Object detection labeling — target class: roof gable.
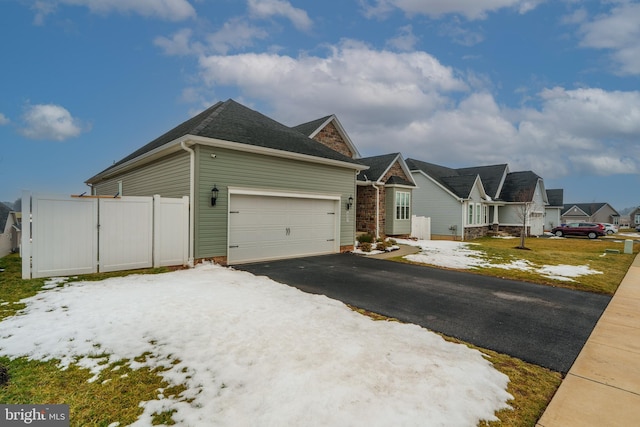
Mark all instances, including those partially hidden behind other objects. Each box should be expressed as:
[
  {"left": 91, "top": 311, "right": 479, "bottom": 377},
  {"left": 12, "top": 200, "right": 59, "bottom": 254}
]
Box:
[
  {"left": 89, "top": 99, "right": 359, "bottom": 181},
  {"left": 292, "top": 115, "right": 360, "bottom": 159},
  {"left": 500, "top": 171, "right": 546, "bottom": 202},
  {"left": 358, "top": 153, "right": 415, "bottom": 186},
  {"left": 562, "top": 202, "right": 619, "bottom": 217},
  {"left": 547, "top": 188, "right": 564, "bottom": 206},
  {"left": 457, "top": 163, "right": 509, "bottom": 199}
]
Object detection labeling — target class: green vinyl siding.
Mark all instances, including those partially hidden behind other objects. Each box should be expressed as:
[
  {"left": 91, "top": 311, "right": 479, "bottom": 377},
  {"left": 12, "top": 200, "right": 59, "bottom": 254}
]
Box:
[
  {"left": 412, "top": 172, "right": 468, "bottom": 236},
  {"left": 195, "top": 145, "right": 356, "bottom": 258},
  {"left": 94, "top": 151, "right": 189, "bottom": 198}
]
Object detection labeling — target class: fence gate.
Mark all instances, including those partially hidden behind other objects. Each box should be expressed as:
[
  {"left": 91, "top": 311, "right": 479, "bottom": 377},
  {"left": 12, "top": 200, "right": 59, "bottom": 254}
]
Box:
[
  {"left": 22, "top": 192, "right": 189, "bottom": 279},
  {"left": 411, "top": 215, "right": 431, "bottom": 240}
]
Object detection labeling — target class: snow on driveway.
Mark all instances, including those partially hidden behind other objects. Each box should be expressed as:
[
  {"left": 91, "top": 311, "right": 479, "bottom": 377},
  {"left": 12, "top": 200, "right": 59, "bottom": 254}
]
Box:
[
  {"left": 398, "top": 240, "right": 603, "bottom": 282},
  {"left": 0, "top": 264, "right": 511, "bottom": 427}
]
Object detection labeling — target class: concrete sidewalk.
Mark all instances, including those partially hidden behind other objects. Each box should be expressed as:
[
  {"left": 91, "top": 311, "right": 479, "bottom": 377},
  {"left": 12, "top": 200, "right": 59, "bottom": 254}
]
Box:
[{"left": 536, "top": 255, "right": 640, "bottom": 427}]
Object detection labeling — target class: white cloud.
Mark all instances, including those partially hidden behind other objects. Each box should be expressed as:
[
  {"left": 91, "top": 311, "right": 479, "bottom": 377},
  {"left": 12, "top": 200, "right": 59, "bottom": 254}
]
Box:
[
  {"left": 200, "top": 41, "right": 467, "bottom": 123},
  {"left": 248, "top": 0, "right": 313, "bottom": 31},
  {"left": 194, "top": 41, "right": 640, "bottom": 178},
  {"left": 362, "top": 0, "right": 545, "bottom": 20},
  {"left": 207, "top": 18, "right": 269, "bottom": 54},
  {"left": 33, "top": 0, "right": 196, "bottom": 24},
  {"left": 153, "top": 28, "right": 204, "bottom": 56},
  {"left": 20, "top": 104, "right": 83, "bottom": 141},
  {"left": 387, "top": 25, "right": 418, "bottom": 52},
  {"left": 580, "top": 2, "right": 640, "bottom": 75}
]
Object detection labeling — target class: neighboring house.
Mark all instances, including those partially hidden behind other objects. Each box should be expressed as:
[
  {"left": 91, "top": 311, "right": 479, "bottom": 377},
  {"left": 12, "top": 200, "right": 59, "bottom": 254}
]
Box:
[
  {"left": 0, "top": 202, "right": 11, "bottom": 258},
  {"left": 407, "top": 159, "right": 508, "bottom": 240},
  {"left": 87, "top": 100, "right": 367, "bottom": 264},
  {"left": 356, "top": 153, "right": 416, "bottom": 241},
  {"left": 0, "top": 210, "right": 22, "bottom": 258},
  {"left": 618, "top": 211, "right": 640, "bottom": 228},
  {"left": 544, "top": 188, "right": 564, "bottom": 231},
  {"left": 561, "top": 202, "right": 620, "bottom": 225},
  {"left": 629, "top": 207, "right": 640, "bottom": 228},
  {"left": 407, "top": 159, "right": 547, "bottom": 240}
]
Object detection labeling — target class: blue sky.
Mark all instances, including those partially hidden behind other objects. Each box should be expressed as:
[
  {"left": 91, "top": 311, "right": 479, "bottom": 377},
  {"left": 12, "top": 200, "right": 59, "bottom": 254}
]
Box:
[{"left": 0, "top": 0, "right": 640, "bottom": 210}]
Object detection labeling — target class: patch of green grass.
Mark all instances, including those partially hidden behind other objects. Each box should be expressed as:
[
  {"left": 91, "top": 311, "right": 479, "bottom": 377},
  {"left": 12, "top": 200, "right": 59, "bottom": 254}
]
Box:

● ● ● ●

#### Given problem:
Please quote the data from the line containing "Object detection labeling — target class: patch" through the end, both included, word for word.

#### Final result:
Object detection labeling — target class: patch of green grass.
Mark all instances, including those partially hidden behind other objects. Each box should be expressed as:
[
  {"left": 91, "top": 311, "right": 479, "bottom": 377},
  {"left": 12, "top": 200, "right": 59, "bottom": 254}
]
Box:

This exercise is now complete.